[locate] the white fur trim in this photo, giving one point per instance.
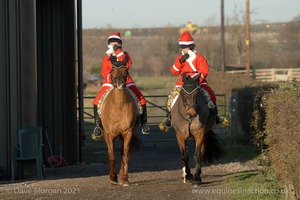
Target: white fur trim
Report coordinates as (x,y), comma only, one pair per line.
(107,84)
(186,43)
(175,68)
(120,54)
(130,84)
(114,36)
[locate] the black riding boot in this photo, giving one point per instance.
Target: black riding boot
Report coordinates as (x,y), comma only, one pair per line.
(215,112)
(167,121)
(97,134)
(144,125)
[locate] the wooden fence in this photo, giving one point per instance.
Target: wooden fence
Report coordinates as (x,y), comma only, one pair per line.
(273,74)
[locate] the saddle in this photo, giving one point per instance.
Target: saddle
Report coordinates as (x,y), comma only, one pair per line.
(103,97)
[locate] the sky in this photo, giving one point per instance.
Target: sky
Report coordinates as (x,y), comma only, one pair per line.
(161,13)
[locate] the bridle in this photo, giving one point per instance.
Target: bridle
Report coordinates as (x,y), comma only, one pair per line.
(119,76)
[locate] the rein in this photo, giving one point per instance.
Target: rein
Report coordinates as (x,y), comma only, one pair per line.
(119,81)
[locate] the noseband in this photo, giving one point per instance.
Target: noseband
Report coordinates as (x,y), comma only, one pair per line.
(118,77)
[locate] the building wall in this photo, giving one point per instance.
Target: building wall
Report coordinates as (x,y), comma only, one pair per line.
(37,74)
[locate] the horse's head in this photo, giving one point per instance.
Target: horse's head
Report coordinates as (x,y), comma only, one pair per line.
(119,76)
(189,93)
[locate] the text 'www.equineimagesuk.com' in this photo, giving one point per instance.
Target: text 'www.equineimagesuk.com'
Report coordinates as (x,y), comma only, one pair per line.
(239,191)
(46,191)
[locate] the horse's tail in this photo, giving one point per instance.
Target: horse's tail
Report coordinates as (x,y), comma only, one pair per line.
(213,150)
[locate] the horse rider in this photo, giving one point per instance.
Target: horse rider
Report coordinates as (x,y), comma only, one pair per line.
(190,61)
(117,57)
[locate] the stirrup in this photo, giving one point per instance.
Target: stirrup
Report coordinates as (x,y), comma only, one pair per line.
(97,133)
(145,129)
(164,126)
(222,120)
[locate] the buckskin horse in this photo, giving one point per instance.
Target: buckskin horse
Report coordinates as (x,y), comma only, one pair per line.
(119,116)
(191,118)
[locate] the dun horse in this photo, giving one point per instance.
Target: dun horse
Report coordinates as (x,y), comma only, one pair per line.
(119,118)
(192,118)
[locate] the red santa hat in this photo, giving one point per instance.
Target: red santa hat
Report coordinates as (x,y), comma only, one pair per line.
(186,40)
(114,37)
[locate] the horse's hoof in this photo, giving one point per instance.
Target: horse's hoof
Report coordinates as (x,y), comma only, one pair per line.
(126,184)
(196,183)
(114,182)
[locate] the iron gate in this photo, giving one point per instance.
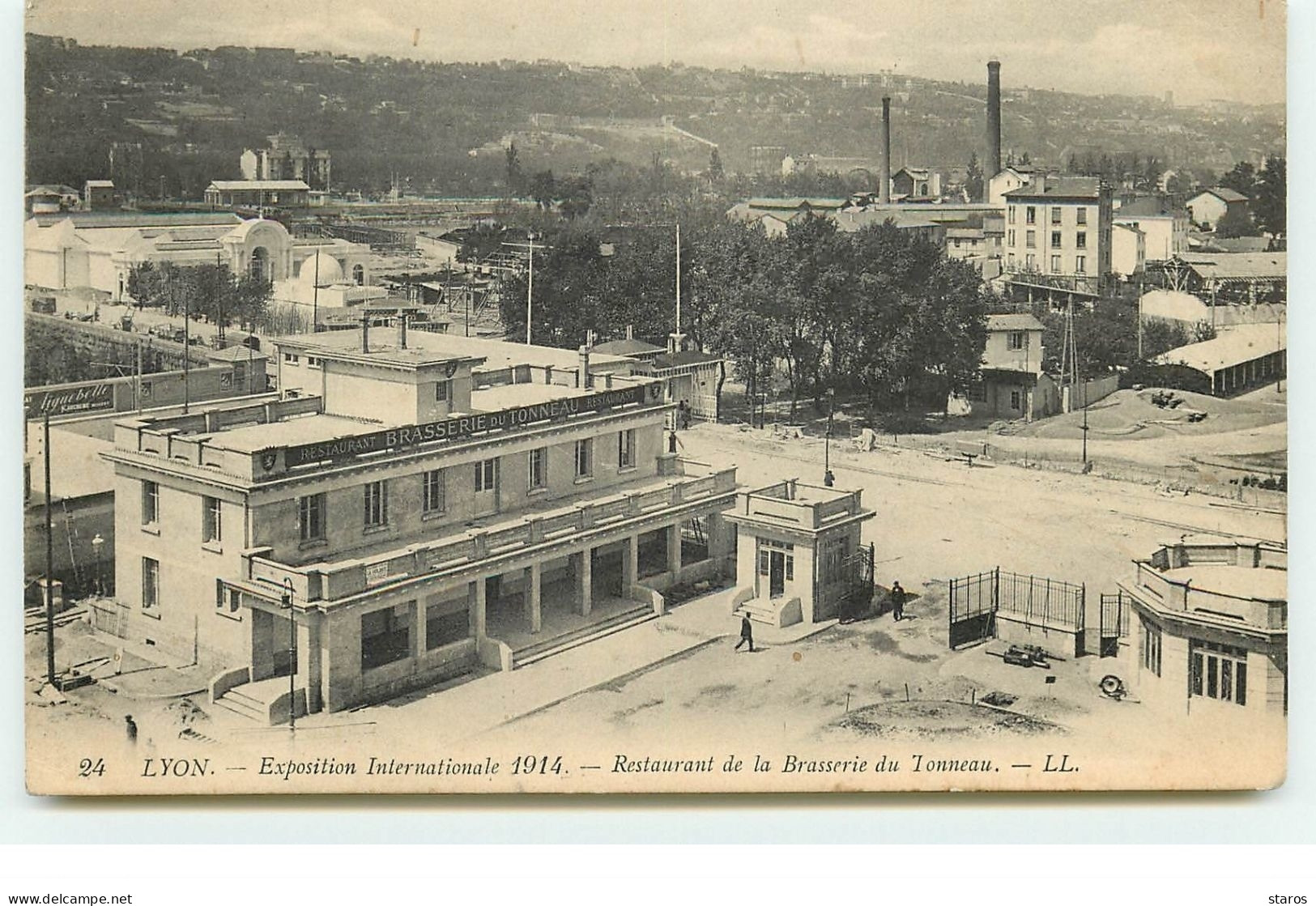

----

TASK REQUIREMENTS →
Using the listing, collect all lines in which the string "wooden" is found.

EXERCISE RESULT →
[locate] the wooden fence in this photo, giving one point per instance.
Target: wooden fence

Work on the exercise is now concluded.